* _Exercise requirements_:
From the line containing "of the vive" down to the last line of the records below, copy every line exactly. Leave out everything before it.
----- Data supplied -----
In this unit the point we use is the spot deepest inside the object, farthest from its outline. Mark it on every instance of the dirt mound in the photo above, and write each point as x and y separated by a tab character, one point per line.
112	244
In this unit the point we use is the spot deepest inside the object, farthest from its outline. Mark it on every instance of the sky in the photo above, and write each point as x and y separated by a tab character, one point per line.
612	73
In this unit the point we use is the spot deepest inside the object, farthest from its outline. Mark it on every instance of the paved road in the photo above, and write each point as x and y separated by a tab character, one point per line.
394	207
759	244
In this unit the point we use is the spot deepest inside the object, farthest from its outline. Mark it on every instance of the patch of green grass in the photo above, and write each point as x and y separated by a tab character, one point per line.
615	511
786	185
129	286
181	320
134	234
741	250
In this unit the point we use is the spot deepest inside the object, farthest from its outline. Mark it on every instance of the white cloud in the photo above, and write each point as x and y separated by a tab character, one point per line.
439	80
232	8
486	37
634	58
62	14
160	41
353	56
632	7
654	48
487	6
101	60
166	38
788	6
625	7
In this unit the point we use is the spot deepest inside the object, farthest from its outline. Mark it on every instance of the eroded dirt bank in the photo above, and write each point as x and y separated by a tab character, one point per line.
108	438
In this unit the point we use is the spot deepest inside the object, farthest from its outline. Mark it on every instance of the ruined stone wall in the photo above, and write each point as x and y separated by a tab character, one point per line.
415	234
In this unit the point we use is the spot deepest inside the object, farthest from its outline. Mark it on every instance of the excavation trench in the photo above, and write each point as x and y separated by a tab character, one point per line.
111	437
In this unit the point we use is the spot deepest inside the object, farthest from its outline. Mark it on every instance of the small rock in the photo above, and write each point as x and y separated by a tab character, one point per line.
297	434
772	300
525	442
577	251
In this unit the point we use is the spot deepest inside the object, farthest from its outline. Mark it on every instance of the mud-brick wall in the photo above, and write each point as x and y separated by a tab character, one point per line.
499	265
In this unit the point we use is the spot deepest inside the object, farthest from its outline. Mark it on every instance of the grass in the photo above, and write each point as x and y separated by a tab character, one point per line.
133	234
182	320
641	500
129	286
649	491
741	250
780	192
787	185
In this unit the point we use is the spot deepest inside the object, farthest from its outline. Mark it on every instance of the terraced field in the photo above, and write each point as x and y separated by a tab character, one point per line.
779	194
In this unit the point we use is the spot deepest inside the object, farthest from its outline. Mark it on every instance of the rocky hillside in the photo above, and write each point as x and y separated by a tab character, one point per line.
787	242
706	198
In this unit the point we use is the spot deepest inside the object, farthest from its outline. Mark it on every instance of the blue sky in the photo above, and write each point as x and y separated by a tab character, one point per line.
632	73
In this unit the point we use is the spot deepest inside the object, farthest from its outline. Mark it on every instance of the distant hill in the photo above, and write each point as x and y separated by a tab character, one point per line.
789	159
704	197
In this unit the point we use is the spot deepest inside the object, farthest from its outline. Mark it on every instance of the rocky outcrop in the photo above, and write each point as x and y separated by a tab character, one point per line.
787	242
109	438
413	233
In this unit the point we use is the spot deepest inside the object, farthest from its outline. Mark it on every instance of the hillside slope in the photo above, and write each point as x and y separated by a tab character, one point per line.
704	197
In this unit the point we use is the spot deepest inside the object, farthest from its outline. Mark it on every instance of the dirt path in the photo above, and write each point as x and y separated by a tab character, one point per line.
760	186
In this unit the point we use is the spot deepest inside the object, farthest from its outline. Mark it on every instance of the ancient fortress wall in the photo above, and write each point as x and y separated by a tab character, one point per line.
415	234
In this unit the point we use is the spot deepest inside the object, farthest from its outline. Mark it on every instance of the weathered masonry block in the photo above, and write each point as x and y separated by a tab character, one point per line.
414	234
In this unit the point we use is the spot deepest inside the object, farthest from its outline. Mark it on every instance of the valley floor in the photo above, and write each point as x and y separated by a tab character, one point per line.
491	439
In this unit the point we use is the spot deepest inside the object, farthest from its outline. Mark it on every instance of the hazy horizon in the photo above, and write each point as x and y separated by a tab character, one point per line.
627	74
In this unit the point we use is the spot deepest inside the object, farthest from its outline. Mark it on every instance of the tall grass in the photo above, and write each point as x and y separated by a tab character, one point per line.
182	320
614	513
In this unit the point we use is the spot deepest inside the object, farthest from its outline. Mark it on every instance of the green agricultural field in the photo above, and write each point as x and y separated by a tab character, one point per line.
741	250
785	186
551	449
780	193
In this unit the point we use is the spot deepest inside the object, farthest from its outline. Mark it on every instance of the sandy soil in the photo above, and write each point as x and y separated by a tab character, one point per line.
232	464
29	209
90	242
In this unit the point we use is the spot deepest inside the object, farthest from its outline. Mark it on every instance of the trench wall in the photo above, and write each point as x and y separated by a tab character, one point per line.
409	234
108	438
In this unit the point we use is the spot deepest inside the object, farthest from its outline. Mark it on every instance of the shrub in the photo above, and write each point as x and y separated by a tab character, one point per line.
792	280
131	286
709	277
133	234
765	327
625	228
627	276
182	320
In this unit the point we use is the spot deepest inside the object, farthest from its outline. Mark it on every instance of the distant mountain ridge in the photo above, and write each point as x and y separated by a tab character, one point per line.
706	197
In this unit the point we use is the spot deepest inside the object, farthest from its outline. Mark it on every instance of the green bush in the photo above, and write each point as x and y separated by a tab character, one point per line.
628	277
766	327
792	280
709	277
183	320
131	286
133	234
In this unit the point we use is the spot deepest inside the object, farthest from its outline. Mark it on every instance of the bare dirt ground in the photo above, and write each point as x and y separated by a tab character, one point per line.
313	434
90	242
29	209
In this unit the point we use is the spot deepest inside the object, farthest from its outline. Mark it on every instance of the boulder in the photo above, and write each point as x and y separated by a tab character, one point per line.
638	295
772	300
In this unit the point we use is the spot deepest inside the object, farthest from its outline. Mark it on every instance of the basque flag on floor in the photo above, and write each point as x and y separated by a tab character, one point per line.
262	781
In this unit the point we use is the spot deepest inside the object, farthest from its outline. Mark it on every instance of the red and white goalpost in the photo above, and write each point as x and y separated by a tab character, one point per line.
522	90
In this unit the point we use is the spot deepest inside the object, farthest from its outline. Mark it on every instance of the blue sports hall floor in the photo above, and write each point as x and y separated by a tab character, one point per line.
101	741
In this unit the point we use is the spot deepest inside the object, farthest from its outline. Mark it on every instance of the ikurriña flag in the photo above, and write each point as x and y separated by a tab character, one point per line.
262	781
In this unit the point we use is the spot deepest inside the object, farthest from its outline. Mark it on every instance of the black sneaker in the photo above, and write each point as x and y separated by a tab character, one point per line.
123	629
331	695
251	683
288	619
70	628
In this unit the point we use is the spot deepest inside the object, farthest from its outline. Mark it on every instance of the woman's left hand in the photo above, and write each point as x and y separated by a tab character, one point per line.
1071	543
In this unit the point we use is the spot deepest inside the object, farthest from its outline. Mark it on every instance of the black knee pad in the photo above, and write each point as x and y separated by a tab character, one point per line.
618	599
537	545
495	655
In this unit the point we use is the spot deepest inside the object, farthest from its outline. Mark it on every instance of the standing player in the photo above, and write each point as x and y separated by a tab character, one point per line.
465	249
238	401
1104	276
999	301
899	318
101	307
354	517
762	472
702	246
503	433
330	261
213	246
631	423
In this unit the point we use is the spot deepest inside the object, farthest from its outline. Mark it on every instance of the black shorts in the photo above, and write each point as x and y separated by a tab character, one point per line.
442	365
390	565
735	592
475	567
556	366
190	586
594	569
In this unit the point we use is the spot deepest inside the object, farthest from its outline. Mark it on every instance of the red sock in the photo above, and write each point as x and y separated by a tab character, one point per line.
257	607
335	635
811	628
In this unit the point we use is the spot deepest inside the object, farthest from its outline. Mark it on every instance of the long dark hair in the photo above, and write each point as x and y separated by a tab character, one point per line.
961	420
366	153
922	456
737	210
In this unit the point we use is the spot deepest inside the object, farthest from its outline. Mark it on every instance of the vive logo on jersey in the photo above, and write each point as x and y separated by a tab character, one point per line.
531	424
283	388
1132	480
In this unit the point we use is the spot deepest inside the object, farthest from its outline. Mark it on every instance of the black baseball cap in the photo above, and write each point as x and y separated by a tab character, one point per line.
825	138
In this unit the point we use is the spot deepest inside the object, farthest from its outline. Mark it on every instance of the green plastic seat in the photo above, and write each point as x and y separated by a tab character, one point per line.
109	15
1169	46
-----
* _Answer to this problem_:
In this unit the point we use is the spot deepest inside the object, farthest from its outline. Mark it on every instance of the vive logo on jersey in the photo above, and write each point as x and y separated by a tab character, one point per line.
531	424
283	388
1132	480
In this unit the point we use is the spot deepest inside the object, farthest from its outline. Mark it on every instance of the black baseball cap in the photo above, and write each point as x and y separated by a tab character, one point per line.
825	138
In this unit the point we use is the spot deepest inside the object, farthest from its outline. Mark it on every instance of the green plastic seat in the photo above, and write each point as x and y separated by a tab character, one point per line.
109	15
1169	46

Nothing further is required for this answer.